= Page excerpt =
2.11 Interactive and 3-D Plots | Plotly

Interactive Plots | plotly

# install.packages("plotly")
library(ggthemes)
library(plotly)
## 
## Attaching package: 'plotly'
## The following object is masked from 'package:ggplot2':
## 
##     last_plot
## The following object is masked from 'package:stats':
## 
##     filter
## The following object is masked from 'package:graphics':
## 
##     layout
p = mpg %>%
  ggplot(aes(x=hwy,y=cty)) +
  geom_point(position="jitter") + ggtitle("City MPG v. Highway MPG") + theme_excel()

ggplotly()
p = mpg[mpg$class=="compact",] %>%
  ggplot(aes(x=cty,fill=drv)) +
  geom_histogram(color="blue")

ggplotly()
## `stat_bin()` using `bins = 30`. Pick better value with `binwidth`.

Student Data

#generate the data
age <- c(22,21,24,19,20,23)
yrs_math_ed <- c(4,5,2,5,3,5)
names <- c("Mary","Martha","Kim","Kristen","Amy","Sam")
subject <- c("English","Math","Socialogy","Math","Music","Dance")
df3 <- data.frame(Age=age, Years=yrs_math_ed, Name=names, Subject=subject)

#plotting code
p <- df3 %>%
  ggplot(aes(x=Name,y=Years)) +
  geom_bar(stat = "identity") +
  ggtitle("Distribution of Class")

= Excerpted data =
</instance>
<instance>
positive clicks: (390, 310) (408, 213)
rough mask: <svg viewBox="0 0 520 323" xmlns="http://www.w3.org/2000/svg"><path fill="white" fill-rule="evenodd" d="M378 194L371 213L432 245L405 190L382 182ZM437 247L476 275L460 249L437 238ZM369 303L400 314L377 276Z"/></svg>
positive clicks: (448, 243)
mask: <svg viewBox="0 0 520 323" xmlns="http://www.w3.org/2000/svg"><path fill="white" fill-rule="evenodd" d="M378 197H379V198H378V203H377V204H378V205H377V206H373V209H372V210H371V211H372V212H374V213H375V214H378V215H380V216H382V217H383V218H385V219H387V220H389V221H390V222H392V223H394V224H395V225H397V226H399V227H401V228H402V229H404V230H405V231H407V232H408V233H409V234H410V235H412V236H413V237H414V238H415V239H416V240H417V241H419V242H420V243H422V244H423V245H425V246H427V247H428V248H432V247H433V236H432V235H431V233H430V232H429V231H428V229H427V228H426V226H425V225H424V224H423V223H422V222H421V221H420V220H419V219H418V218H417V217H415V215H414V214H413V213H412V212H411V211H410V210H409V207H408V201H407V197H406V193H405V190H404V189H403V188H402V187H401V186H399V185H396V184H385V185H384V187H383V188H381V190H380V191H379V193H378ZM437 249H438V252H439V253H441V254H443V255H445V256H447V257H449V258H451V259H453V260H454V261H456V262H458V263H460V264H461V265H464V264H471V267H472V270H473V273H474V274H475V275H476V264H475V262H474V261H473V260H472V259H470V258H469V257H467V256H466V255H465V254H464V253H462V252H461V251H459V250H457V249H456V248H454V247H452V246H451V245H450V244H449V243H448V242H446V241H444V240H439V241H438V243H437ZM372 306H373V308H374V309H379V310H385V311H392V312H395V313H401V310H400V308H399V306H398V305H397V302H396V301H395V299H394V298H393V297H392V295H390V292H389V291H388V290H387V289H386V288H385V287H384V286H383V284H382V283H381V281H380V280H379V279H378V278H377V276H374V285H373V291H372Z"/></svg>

= Apply what you read =
• A. Rewrite the records starting at their first line and ending at the line containing "positive clicks: (448, 243)", replacing "rough mask" with "coarse mask" and leaving everything else as it is.
• B. Extend the text on interactive plots with plotly, continuing from the point where it stops.
The text and the records are unrelated material.

= Answers for this exercise =
• A.
</instance>
<instance>
positive clicks: (390, 310) (408, 213)
coarse mask: <svg viewBox="0 0 520 323" xmlns="http://www.w3.org/2000/svg"><path fill="white" fill-rule="evenodd" d="M378 194L371 213L432 245L405 190L382 182ZM437 247L476 275L460 249L437 238ZM369 303L400 314L377 276Z"/></svg>
positive clicks: (448, 243)

• B.
#enabling interactive piece
ggplotly(p)

3D Plots | plotly

#mpg
p <- plot_ly(mpg,x=~cty,y=~hwy,z=~displ,color=~drv) %>%
  add_markers() %>%
  layout(scene=list(xaxis=list(title='City MPG'),
                    yaxis=list(title='Displacement'),
                    zaxis=list(title='Highway MPG')))
p
#Iris
p1 <- plot_ly(iris,x=~Sepal.Width,y=~Sepal.Length,z=~Petal.Width,color = ~Species) %>%
  add_markers() %>%
  layout(scene=list(xaxis=list(title='Sepal Width'),
                    yaxis=list(title='Sepal Length'),
                    zaxis=list(title='Petal Width')))
p1
p = mpg %>%
ggplot(mapping = aes(x = hwy, y = cty)) + 
geom_point(position = "jitter") + ggtitle("City MPG v. Highway MPG") + theme_excel()
ggplotly(p)